## Material to process
##########

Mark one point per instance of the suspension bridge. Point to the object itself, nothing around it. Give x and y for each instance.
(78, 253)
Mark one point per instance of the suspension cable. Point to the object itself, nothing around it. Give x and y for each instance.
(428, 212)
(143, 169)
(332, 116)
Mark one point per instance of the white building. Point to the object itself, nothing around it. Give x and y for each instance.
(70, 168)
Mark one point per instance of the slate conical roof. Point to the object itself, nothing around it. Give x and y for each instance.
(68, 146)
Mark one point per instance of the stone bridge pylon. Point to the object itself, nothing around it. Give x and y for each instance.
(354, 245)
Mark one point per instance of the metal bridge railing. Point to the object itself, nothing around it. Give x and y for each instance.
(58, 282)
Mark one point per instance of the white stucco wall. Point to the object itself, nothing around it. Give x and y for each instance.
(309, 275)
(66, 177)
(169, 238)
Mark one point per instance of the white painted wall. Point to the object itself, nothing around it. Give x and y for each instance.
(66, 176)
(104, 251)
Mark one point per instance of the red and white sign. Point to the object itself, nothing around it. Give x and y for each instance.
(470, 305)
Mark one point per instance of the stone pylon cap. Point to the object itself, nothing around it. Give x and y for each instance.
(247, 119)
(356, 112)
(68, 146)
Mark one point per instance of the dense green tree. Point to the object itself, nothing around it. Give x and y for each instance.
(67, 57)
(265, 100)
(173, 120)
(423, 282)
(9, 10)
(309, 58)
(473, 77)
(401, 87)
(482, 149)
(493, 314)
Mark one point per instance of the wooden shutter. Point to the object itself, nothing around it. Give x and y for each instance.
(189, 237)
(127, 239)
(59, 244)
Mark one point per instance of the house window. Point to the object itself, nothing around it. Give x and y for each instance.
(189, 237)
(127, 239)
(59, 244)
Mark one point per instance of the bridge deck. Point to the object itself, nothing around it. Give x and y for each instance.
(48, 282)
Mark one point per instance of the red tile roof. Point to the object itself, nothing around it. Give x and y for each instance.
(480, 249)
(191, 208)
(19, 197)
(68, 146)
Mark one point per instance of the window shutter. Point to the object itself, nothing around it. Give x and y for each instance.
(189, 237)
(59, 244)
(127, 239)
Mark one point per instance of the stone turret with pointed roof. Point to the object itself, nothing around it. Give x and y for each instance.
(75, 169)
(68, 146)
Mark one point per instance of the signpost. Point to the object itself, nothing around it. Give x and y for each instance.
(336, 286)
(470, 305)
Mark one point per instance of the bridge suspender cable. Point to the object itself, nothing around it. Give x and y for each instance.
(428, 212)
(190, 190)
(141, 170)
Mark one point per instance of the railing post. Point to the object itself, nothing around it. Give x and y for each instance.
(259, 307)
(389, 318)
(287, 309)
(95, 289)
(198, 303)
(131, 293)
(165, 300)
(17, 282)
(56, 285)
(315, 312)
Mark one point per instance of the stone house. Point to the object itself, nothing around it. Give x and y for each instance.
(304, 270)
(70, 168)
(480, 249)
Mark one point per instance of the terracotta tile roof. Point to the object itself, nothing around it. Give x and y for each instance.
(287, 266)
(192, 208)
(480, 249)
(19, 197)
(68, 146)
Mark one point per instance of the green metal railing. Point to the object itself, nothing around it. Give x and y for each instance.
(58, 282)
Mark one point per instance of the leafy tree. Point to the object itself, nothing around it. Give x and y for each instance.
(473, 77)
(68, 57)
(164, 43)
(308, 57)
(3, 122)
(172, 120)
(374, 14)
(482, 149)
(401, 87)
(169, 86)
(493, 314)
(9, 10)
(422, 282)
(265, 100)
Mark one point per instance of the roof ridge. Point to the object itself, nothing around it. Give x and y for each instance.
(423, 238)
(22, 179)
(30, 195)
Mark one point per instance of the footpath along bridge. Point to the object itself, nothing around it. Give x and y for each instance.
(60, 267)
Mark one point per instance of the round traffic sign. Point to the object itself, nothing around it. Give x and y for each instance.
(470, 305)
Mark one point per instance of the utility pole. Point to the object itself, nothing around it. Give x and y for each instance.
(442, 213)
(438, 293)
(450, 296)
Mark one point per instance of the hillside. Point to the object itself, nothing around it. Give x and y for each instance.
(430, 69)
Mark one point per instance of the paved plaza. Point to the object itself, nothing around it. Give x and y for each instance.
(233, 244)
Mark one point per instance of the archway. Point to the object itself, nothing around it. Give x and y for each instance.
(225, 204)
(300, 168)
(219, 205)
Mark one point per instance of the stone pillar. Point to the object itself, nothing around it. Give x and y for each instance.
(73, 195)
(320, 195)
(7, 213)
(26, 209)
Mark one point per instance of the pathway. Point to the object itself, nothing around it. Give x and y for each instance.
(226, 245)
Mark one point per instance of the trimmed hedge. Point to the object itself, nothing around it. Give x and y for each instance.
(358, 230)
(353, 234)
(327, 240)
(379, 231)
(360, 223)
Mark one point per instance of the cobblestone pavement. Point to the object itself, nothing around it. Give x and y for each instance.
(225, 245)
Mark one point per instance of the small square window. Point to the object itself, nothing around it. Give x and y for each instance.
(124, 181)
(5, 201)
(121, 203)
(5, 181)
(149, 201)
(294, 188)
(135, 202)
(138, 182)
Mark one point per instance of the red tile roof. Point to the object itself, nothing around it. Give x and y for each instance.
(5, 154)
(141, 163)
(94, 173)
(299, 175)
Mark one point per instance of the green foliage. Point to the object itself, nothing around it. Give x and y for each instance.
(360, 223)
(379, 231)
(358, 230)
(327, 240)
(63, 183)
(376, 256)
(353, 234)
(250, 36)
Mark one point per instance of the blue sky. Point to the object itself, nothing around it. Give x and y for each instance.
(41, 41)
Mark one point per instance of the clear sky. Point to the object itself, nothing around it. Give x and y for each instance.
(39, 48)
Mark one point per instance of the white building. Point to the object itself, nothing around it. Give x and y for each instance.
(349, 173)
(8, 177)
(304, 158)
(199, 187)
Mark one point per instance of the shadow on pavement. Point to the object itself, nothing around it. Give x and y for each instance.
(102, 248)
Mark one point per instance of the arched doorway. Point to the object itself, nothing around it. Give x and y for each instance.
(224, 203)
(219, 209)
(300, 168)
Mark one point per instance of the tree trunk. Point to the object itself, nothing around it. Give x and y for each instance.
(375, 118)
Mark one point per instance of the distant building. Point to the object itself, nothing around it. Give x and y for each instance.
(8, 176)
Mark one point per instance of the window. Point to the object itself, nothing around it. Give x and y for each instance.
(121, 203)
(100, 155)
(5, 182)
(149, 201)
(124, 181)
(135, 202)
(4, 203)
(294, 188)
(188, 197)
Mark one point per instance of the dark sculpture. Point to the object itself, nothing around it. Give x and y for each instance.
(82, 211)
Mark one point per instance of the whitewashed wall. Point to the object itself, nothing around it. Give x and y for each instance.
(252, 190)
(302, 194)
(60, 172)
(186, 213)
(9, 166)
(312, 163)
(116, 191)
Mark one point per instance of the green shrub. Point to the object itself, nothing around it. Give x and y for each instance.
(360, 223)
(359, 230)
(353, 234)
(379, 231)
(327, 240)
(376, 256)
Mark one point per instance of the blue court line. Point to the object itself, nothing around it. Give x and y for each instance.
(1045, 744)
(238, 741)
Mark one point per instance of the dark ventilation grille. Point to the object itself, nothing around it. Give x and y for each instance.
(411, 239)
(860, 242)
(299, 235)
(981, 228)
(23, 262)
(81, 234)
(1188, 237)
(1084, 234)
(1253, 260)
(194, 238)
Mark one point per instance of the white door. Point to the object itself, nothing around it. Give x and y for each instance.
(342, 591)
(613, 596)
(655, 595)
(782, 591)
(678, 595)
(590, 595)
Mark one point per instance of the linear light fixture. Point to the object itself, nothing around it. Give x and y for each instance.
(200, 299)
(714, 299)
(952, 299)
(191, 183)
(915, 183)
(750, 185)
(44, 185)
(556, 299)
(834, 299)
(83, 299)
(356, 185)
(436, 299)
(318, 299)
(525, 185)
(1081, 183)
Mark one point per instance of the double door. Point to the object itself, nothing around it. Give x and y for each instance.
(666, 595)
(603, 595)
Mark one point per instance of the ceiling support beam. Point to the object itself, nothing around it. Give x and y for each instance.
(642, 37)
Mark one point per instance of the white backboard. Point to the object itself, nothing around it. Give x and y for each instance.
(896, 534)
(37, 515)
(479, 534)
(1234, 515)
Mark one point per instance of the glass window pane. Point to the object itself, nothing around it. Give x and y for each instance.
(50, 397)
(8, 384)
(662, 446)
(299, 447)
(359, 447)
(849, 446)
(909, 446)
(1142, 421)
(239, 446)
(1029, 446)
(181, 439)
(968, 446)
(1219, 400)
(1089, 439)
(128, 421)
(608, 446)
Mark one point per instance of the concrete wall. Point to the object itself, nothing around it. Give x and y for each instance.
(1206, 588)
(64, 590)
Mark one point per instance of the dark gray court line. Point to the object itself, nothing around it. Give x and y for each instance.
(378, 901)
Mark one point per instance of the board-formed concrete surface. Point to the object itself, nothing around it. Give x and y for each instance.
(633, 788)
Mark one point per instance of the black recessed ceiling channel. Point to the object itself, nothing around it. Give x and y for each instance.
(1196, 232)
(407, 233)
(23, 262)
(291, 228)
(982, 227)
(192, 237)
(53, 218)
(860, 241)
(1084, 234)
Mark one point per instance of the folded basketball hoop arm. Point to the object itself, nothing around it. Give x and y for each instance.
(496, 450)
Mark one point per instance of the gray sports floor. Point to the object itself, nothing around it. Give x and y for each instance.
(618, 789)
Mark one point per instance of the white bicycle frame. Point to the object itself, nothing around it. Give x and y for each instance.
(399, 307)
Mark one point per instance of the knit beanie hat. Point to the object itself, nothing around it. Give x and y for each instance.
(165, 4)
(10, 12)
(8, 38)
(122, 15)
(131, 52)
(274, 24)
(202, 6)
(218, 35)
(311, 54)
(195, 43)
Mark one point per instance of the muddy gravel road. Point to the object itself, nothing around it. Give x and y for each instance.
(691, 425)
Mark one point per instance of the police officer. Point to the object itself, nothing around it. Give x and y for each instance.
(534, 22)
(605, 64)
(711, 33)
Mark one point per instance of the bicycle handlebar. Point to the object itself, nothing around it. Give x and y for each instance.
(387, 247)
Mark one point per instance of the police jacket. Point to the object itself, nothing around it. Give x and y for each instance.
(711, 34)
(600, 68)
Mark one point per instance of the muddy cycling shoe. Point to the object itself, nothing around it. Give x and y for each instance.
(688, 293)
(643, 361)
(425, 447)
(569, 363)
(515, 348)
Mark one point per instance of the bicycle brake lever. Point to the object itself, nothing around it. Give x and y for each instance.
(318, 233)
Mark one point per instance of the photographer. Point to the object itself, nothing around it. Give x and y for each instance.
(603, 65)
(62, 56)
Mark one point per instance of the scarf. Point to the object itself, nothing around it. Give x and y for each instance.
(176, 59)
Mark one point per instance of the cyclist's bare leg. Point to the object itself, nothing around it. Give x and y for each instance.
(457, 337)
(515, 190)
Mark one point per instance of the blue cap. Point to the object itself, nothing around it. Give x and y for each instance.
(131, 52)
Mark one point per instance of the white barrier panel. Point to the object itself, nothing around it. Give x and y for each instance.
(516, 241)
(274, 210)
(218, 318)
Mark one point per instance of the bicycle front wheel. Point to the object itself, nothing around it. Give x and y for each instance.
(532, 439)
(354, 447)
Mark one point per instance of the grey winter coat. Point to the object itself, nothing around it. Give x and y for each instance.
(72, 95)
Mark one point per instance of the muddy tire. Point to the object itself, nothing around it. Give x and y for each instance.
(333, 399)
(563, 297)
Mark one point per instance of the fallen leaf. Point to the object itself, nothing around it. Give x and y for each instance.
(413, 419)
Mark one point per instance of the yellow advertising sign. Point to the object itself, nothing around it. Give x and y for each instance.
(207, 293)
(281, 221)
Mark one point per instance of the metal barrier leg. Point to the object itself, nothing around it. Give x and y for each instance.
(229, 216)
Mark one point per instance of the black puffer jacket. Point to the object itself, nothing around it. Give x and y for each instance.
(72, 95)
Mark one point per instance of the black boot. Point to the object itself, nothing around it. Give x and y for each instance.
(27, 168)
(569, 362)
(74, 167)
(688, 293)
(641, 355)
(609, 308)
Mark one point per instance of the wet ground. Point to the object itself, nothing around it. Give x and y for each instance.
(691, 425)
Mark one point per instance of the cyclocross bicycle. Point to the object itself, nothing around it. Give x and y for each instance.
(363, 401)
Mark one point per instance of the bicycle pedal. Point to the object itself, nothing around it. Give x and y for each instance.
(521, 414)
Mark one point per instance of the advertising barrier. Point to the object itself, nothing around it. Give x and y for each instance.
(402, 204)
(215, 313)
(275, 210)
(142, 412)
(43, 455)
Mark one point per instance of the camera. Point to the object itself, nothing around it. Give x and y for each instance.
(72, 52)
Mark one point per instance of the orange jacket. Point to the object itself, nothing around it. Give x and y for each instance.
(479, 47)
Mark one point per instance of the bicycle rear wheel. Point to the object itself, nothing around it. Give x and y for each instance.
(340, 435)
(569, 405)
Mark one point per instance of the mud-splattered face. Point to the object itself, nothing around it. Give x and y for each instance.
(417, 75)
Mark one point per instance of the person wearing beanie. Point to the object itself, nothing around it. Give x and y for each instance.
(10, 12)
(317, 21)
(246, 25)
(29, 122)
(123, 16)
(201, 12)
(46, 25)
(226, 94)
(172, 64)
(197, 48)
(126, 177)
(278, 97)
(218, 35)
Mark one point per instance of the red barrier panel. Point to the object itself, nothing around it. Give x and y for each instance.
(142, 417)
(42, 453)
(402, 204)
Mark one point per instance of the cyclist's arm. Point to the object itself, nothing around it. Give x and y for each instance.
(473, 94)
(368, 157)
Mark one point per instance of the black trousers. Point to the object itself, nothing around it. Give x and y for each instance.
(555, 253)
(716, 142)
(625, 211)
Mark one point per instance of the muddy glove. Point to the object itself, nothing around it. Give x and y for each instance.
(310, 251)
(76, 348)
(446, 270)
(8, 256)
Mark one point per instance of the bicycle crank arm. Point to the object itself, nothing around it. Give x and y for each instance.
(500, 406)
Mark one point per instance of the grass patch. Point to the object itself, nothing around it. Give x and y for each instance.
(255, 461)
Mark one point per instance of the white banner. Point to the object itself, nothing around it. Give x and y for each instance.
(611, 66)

##########

## Your objective
Output nothing but the lines from the one containing "Mark one point per instance of the grass" to the end of the listing, both of those included, exactly as given.

## Solution for this task
Mark one point per instance of the grass patch. Point to the object itself, nothing around it. Give x and y for each instance.
(255, 461)
Mark one point per instance of the white banner. Point to the object itself, nothing around it. Give x and y for each instance.
(611, 66)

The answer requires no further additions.